- [Given instruction]: Please render the items below as a two-column CSV headed text and answer, with one row per item and each item's text and answer in its own quoted field, line breaks replaced by spaces. Leave the pictures out.

- [Extracted records]:
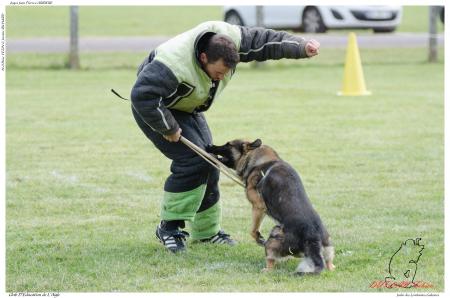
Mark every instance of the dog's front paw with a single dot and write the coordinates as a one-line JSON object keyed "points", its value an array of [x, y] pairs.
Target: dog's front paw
{"points": [[261, 241], [266, 270], [330, 266], [259, 238]]}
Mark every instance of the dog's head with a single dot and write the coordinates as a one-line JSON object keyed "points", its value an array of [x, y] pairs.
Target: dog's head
{"points": [[234, 151]]}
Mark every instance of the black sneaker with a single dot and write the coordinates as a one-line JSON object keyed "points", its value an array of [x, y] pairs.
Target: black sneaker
{"points": [[220, 238], [173, 240]]}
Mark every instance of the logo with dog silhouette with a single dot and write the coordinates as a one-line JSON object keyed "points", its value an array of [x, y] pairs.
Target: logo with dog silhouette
{"points": [[403, 267]]}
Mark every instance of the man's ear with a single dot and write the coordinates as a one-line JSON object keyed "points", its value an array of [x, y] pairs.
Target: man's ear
{"points": [[256, 144], [203, 58]]}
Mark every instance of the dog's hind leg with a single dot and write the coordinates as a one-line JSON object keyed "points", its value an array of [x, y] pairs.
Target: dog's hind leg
{"points": [[257, 217], [258, 210], [328, 255], [328, 251]]}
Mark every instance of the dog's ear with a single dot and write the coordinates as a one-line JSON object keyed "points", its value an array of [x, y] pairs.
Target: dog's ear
{"points": [[256, 144]]}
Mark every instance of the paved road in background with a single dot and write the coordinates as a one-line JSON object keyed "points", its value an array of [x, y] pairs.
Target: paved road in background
{"points": [[145, 44]]}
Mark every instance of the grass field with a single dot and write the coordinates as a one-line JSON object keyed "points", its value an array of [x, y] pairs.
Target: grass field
{"points": [[83, 184], [142, 21]]}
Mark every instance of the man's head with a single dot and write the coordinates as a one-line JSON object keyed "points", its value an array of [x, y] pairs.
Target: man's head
{"points": [[219, 56]]}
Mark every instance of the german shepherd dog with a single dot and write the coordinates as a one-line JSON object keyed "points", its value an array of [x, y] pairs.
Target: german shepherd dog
{"points": [[275, 188]]}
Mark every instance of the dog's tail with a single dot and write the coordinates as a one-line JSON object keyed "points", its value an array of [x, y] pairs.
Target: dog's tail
{"points": [[307, 238]]}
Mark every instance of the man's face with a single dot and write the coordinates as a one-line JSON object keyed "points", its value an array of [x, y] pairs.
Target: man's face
{"points": [[216, 71]]}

- [Written reply]:
text,answer
"Mark every instance of the dog's front paw with a single dot and write the coordinates as a one-line JSON object keyed ""points"", its value an array of [x, y] pairs. Target: dog's front paw","{""points"": [[261, 241], [266, 270], [330, 266], [259, 238]]}"
"Mark every instance of the dog's head with a single dot and write the coordinates as a one-line JSON object keyed ""points"", its value an array of [x, y] pairs. Target: dog's head","{""points"": [[234, 151]]}"
"Mark every instance of the black sneaker with a single dot and write the coordinates as a one-line JSON object keyed ""points"", its value an array of [x, y] pairs. Target: black sneaker","{""points"": [[220, 238], [173, 240]]}"
"Mark every instance of the logo with dog silhouette with a single dot and write the coordinates as a one-line JSON object keyed ""points"", its value an array of [x, y] pairs. Target: logo with dog silhouette","{""points"": [[403, 267]]}"
"Mark every instance of the man's ear with a single dot and write the coordinates as a one-line JSON object keyed ""points"", its value an array of [x, y] pairs. Target: man's ear","{""points"": [[256, 144], [203, 58]]}"
"Mark every instance of the dog's hind leg with a single dot and write the coordinates as a one-line JSON object keyed ""points"", its value an array of [x, y] pairs. Target: dog's hind leg","{""points"": [[257, 217], [258, 210], [328, 255], [328, 251]]}"
"Mark every instance of the dog's ear with a single dot and write the coordinates as a one-line JSON object keyed ""points"", its value an array of [x, y] pairs. Target: dog's ear","{""points"": [[256, 144]]}"
"Mark every instance of the paved road in background with a single dot and write the coordinates as a one-line JSON object keyed ""points"", its value an array of [x, y] pairs. Target: paved road in background","{""points"": [[145, 44]]}"
"Mark every instance of the grass field with a single dot and write the coordinates as a one-line JSON object keyed ""points"", its value an array of [x, y] pairs. Target: grass field","{""points"": [[83, 184], [142, 21]]}"
"Mark every instance of the man's head with a single dot and write the coordinates as a one-line JSON object keyed ""points"", its value an array of [x, y] pairs. Target: man's head","{""points"": [[219, 56]]}"
"Mark every instance of the german shepherd dog with a single dot and write the coordinates as a one-line JSON object keyed ""points"", its value an array of [x, y] pairs. Target: german shepherd dog","{""points"": [[275, 188]]}"
"Mark every instance of the dog's tail with a single dot and write the coordinates as a one-line JSON object keyed ""points"", its value an array of [x, y] pairs. Target: dog's tail","{""points"": [[307, 238]]}"
"Mark every instance of the man's face with a single dot and write the coordinates as a one-line JSON object keyed ""points"", its value an array of [x, y] pairs. Target: man's face","{""points"": [[216, 71]]}"